── Input
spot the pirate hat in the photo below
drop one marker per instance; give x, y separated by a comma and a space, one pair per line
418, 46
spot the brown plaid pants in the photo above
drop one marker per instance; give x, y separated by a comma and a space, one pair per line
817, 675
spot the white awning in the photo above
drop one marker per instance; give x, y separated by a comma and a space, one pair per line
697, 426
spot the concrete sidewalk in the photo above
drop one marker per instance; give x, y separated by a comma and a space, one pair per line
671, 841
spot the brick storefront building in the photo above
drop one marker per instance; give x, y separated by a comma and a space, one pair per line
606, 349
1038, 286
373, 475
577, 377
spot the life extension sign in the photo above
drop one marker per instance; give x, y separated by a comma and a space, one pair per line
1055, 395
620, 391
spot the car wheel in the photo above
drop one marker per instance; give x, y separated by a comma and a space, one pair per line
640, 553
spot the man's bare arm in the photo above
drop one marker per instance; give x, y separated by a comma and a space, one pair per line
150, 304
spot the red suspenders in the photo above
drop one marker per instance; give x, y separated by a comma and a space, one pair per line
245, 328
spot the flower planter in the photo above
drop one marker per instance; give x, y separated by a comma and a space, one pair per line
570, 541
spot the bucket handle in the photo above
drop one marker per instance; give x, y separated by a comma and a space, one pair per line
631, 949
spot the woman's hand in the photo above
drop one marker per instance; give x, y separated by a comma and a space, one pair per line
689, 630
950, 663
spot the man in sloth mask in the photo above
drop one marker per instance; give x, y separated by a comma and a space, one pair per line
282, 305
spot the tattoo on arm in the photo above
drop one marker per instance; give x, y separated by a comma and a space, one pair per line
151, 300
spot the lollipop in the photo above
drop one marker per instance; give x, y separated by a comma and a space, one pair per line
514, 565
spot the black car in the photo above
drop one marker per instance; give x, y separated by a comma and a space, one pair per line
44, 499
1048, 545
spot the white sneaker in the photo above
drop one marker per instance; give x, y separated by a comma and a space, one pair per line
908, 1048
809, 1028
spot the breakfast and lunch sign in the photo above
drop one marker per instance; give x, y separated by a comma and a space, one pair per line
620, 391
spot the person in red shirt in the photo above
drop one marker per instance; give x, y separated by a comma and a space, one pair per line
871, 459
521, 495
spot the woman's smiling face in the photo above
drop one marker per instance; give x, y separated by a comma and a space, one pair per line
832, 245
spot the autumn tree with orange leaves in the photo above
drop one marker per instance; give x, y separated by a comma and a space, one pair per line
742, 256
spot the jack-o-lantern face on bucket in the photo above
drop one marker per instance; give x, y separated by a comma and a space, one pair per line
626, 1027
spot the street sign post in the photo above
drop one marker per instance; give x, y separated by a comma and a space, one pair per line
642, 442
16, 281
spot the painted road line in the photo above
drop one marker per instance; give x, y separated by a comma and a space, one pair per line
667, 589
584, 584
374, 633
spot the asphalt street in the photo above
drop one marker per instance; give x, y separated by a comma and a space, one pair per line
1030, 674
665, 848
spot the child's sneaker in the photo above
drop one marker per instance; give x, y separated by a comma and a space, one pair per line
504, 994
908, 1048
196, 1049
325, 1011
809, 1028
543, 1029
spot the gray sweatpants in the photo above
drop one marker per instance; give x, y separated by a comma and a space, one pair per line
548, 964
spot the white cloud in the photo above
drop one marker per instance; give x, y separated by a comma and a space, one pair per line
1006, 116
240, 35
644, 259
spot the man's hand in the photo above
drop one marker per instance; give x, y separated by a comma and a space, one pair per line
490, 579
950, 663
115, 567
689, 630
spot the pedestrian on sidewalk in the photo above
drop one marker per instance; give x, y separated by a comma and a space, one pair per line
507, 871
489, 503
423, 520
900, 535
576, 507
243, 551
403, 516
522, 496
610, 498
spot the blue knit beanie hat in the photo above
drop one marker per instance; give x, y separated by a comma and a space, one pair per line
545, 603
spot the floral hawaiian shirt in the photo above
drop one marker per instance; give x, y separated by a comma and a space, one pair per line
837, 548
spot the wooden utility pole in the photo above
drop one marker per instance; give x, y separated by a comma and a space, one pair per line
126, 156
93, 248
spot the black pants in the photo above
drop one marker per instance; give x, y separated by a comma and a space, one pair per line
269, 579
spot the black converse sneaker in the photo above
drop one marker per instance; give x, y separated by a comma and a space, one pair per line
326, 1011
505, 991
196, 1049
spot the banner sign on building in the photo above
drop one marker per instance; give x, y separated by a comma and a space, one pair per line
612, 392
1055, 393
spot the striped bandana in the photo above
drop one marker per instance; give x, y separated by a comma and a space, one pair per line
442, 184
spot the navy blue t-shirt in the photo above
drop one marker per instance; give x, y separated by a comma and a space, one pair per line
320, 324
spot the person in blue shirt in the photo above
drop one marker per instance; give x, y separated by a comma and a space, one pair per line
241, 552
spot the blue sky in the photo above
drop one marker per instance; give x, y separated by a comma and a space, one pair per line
────
* [The problem]: Copy all of the entries above word for word.

* [Task result]:
spot the pirate hat in the photo below
drop one marker per instance; give x, y separated by a comma and a space, one pair per line
418, 46
spot the brown plaid pants in the photo above
drop one marker per instance; give x, y separated by a comma and a space, one pair per line
817, 675
spot the white awning in the photo above
drop one marker per instance; give x, y separated by a comma and a space, one pair per line
697, 426
spot the concrete sidewalk in the photo above
drop one marker per instance; give x, y separated by a comma and a space, one pair per line
671, 841
spot the brick storefront building in the photo above
drop one marker per instance; give x, y separated by a comma and a space, one pair per line
606, 349
1038, 286
373, 475
577, 377
spot the life extension sign in the photo above
drop one marker per instance; give x, y separated by a comma and a space, one pair per line
1055, 395
620, 391
spot the car wheel in the photo above
drop one marker per instance; give x, y separated by a comma and a space, one pair per line
640, 553
spot the man's bare arm in the photo above
drop one marker per instance; give x, y separated by a comma and a space, one pair per line
150, 304
spot the red suspenders in the photo above
drop one marker per instance; give x, y separated by a comma and a space, one pair per line
245, 328
spot the flower planter in the photo above
drop one marker per instance; give x, y separated by a comma and a space, one pair per line
570, 541
spot the bucket handle in the photo above
drop one marker per instance; give x, y separated by a comma and a space, one pair per line
631, 949
spot the woman's hand in the photo above
drop one marker per instance; give x, y separated by a comma and a space, one pair per line
689, 630
950, 663
spot the man in sloth mask in the photo above
drop one marker per instance; give x, y separated by a comma and a space, one pair per line
282, 305
spot the tattoo on arm in the photo above
drop one marker per instance; give x, y separated by a comma and a space, one pair per line
151, 300
spot the lollipop in the photo above
drop one marker per instance; give x, y separated by a comma and a space, one pair per line
514, 565
spot the black car in the photo above
drop one marker per instance; give x, y separated by a comma and a space, one pair per line
44, 499
1048, 545
spot the white sneaker in the photo above
drop one marker per instance; give x, y separated by a comma and a space, one pair per line
908, 1048
809, 1028
spot the breakfast and lunch sign in the photo above
drop one marker per instance; give x, y separated by a comma and a space, one pair per line
620, 391
spot the person in red shirt in the photo above
drop one marker per instance; give x, y separated by a comma and a space, one pair per line
871, 459
521, 495
spot the woman's smiling face in the photo above
drop one marker per instance; give x, y separated by a comma and a space, one pair per line
832, 245
spot the autumn tree with orange leaves in the photo above
drop one marker per instance; give x, y separated by a comma and a space, one pair per line
742, 256
spot the jack-o-lantern face on bucket in the photo above
drop one marker per instance; give x, y separated by a comma and a space, one pair per line
626, 1027
spot the street sign post in the photo above
drop one marker per instance; give x, y separated by a comma and a space, one pair per line
642, 442
16, 281
spot the painted road line in the photo above
drop one marker per instance; give x, y separated by a comma and a space, one pair per line
667, 589
584, 584
374, 633
spot the asphalt street in the photo above
drop one marker per instance; give x, y separated by a comma and a space, one pair per line
1030, 674
665, 848
spot the child's sneaker in the photo above
drop one marker per instance; give x, y separated by a comma and a space, one pair per line
504, 994
908, 1048
196, 1049
325, 1011
809, 1028
543, 1029
spot the gray sweatpants in the photo above
drop one marker per instance; give x, y separated by a comma and a space, one pair per line
548, 964
spot the white cloud in the photo above
drop one marker per instance; give x, y separated by a comma and a space, one pair per line
1006, 116
240, 35
644, 259
spot the man's hand in the photo above
drop one marker per instance; give x, y separated by a comma and a space, one pair per line
490, 579
950, 663
115, 567
689, 630
spot the pedestrian on sidewalk in the photo above
drop one marker per instance; give x, y separated by a comma and a space, one pair per line
507, 871
489, 503
423, 520
900, 535
576, 507
243, 551
403, 516
522, 496
610, 498
spot the blue knit beanie hat in the photo above
drop one marker per instance; give x, y separated by a comma and a space, one pair per line
545, 603
spot the floral hawaiian shirt in the photo above
drop one marker per instance; give x, y separated by a comma and a space, one pair per line
837, 548
spot the wooden utility pole in the photo above
drop one marker per instance; give x, y separated by a comma and a space, one pair per line
126, 156
93, 248
spot the black pants in the photo above
drop one marker per instance; give x, y separated by a comma and a space, one pair per line
269, 579
spot the black converse sneaker in the photo above
drop one marker per instance; give x, y separated by a comma and a space, one pair per line
326, 1011
505, 991
196, 1049
spot the banner sign on building in the photo above
drop one marker per instance; give x, y separated by a comma and a space, one pair per line
612, 392
1055, 393
spot the striped bandana in the photo above
drop one marker per instance; give x, y separated by a comma and a space, one pair per line
442, 184
spot the navy blue t-shirt in the photo above
drop one marker per instance; give x, y separated by a comma and a space, one pair per line
320, 324
spot the person in blue shirt in the photo above
drop one marker per instance; give x, y separated by a comma and a space, one pair per line
241, 552
spot the blue sky in the photo above
drop one marker per instance; give x, y separated by a comma and a space, one pair per line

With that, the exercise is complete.